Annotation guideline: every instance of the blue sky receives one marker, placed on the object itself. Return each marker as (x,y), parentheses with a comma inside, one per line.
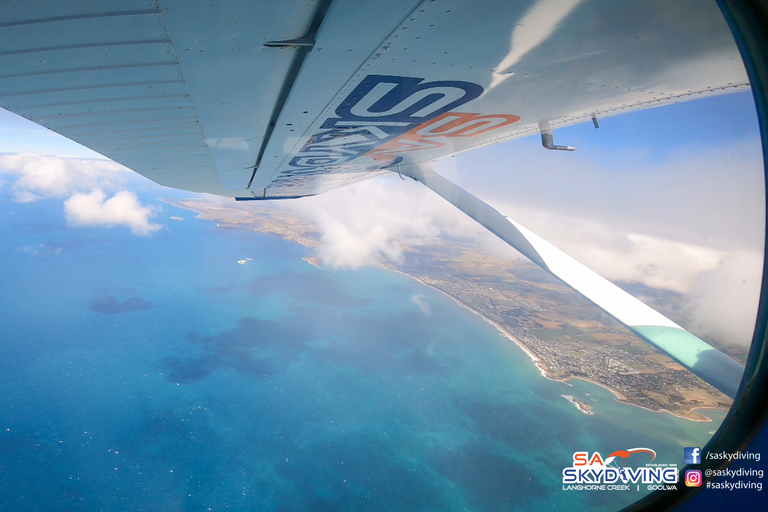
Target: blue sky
(671,197)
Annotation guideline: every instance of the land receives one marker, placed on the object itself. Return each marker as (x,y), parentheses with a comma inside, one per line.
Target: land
(564,334)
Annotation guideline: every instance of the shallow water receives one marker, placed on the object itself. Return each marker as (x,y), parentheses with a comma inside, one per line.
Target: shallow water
(159,374)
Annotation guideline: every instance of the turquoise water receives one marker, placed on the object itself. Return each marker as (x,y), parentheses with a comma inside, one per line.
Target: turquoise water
(158,374)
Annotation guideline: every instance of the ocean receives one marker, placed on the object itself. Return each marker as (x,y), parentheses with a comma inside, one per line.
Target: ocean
(158,373)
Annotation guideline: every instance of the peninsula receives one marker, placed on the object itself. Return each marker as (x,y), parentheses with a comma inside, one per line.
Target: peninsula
(565,335)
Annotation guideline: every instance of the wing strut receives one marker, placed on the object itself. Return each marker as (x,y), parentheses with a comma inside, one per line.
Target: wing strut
(695,354)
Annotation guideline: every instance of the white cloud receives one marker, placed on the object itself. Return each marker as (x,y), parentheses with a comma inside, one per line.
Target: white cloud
(124,208)
(83,184)
(39,176)
(724,299)
(688,222)
(372,220)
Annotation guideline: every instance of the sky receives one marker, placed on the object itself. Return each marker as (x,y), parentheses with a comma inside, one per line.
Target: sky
(672,198)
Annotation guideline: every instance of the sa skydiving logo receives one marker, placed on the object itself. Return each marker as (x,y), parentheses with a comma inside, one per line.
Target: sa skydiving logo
(615,472)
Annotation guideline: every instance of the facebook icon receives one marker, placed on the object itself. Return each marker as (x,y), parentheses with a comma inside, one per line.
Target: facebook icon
(692,455)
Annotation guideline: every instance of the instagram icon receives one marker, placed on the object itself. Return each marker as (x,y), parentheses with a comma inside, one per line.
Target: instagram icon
(693,478)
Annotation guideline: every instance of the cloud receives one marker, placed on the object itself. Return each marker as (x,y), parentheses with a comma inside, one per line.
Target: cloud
(38,176)
(83,184)
(124,208)
(370,221)
(690,220)
(724,299)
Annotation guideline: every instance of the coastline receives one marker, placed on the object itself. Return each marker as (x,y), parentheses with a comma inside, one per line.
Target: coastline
(689,415)
(618,396)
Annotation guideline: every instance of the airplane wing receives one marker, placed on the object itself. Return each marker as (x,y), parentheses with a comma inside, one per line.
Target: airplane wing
(268,100)
(258,99)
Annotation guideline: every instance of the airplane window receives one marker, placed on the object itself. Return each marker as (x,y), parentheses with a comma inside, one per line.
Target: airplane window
(372,347)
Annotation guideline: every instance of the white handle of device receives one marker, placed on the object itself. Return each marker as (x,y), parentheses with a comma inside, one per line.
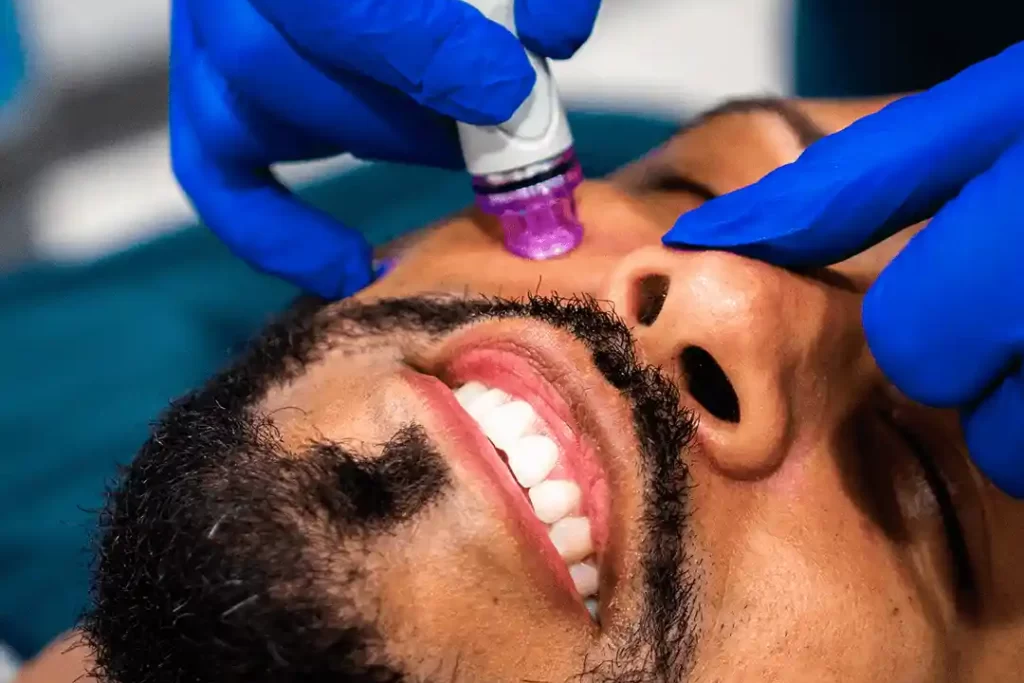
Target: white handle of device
(537,131)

- - - - - - -

= Exercise aim =
Beginning with the line above that contains "Annotation guideline: every instance of the instagram", copy each line exactly up to and including the line that contains "Annotation guideline: every instance of the airplane window", and go no further.

= Written reply =
Annotation guideline: every instance of the instagram icon receives one marker, placed on the object itself. Return each marker as (x,y), parentheses with a comma inside, one per line.
Target: instagram icon
(693,478)
Annotation guideline: every instance of the cloud receives one marker, placed on the object itself. Return each marker as (x,y), parentheses with a comma inside, one per line.
Target: cloud
(38,176)
(83,184)
(124,208)
(370,221)
(690,220)
(724,299)
Annotation guideline: every instance of the coastline receives one marker, placed on the object itself. Return each marker as (x,y), parentheses with a comma inside, one per line.
Target: coastline
(689,415)
(618,396)
Annotation guideline: every instance of the airplane wing receives one marker, placed on the object itself. Return each marker as (x,y), parentheses with a comma inside, one per line.
Target: airplane wing
(268,100)
(258,99)
Annotation guideline: every instance of the airplane window receives one marker, placed on the object itself. Return each marker as (x,y), parentheses with a comma inside, one per line.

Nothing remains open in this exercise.